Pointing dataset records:
------------------------------------------------------------------------
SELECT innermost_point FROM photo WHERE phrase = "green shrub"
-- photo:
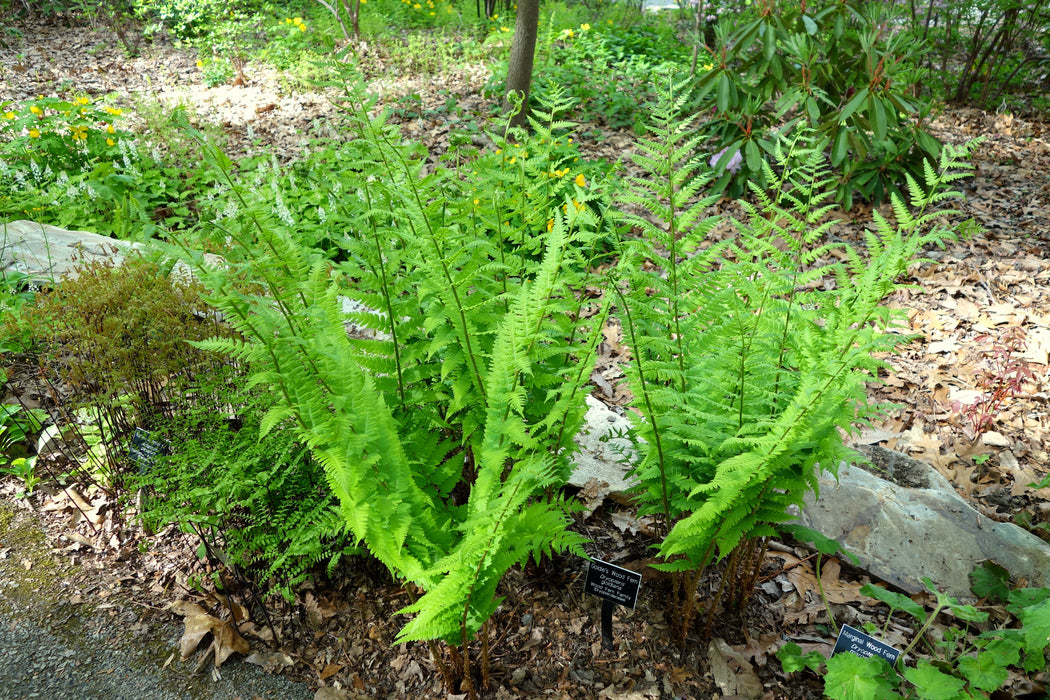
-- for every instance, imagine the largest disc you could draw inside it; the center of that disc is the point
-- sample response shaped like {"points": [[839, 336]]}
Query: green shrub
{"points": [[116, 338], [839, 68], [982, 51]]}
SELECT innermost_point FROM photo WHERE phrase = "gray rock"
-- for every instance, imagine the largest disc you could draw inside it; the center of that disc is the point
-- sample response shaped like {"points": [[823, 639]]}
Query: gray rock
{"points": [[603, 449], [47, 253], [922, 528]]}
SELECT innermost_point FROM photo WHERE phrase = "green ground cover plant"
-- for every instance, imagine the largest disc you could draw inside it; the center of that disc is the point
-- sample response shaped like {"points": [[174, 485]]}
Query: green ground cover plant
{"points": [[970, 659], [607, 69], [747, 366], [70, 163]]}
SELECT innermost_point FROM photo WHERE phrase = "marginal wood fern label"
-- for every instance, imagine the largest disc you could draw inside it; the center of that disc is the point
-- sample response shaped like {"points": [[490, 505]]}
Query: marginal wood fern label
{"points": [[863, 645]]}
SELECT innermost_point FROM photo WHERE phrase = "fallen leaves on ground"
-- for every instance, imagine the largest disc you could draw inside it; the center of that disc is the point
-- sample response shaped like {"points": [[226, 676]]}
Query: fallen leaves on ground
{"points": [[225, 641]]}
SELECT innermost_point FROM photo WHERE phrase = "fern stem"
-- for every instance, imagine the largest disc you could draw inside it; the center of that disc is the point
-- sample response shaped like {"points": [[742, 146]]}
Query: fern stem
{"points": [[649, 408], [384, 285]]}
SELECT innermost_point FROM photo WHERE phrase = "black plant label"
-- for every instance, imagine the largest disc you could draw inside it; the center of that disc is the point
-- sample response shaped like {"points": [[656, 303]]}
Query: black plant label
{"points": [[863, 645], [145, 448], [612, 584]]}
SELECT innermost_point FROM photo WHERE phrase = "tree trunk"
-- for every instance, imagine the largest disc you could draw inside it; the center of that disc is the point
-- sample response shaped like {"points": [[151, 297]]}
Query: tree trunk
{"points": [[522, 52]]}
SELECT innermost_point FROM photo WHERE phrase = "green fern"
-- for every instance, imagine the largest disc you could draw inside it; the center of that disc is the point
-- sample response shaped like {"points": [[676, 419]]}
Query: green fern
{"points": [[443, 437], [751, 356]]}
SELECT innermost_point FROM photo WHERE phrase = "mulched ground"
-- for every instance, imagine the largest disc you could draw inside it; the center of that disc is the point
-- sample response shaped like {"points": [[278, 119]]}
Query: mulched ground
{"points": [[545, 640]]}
------------------------------------------------------------------------
▶ WORK INSTRUCTIONS
Repeat the material above in full and unchanged, minus its images.

▶ FULL ANSWER
SELECT innermost_point FROM photo WHERE phrase = "green shrub"
-- photo:
-- for every instance, imagine the largest disc you could draw inside it; the center of that disc is the point
-- sample response shaped like {"points": [[839, 336]]}
Query: green shrub
{"points": [[116, 338], [839, 68], [982, 51]]}
SELECT innermost_point FROM photo WHERE phrase = "gray rock"
-- for every instance, imagine the largest disc you could draw inside it; the center of that disc is the point
-- sample response shaped like {"points": [[823, 639]]}
Query: gray rock
{"points": [[603, 449], [47, 253], [922, 528]]}
SELECT innermost_point FROM photo WHERE phrase = "green ground cover plant"
-- for every instance, imagine the largest disc you could draw inside it; the center of that disc is the point
-- sample response shaped like {"points": [[174, 485]]}
Query: green ground cover plant
{"points": [[970, 659], [607, 69], [747, 366], [70, 163]]}
SELECT innermost_point FROM photo WHERE phrase = "marginal wood fern label"
-- for every instance, imagine the largest disc you could draw inside it; the center of that disc is the point
-- sample response shaped like {"points": [[490, 505]]}
Query: marginal wood fern label
{"points": [[863, 645]]}
SELECT innermost_point FROM photo WHERE phrase = "fallen leaves on ground"
-- for every instance, imagine the largest disc you could draw inside it; the center of that disc is the point
-- sample response shaped like {"points": [[226, 676]]}
Query: fallen leaves on ground
{"points": [[225, 641]]}
SELECT innermost_point FROM photo WHERE phrase = "fern stem"
-- for every instance, imagine the largest disc you could draw inside it; the center of that disc is the point
-- sample response shaped like {"points": [[742, 146]]}
Query: fern stem
{"points": [[649, 408], [384, 285]]}
SELECT innermost_point FROM photo WHERE phrase = "black plant label"
-- for every instance, imagine the largest disc you could draw inside it; the center of that disc is the point
-- sample response shaped like {"points": [[656, 303]]}
Query: black plant label
{"points": [[863, 645], [145, 448], [612, 584]]}
SELECT innermost_point FROM photo WHERE phrase = "tree trunk"
-- for every instance, imagine the largest disc you could draw inside it; the center of that disc is the point
-- sample response shaped like {"points": [[151, 297]]}
Query: tree trunk
{"points": [[522, 52]]}
SELECT innermost_point FROM photo WHERE phrase = "green fern"
-- for every instance, imagine the largest disc you could draw inside it; the center of that disc is the point
-- sample response shaped like {"points": [[676, 419]]}
Query: green fern
{"points": [[443, 437], [751, 356]]}
SELECT innermost_point FROM photo WHERE phrase = "mulched ground"
-- for every instance, imagine the largest disc you could draw inside it; the center of that disc is the point
-- sample response shaped like {"points": [[278, 119]]}
Query: mulched ground
{"points": [[545, 640]]}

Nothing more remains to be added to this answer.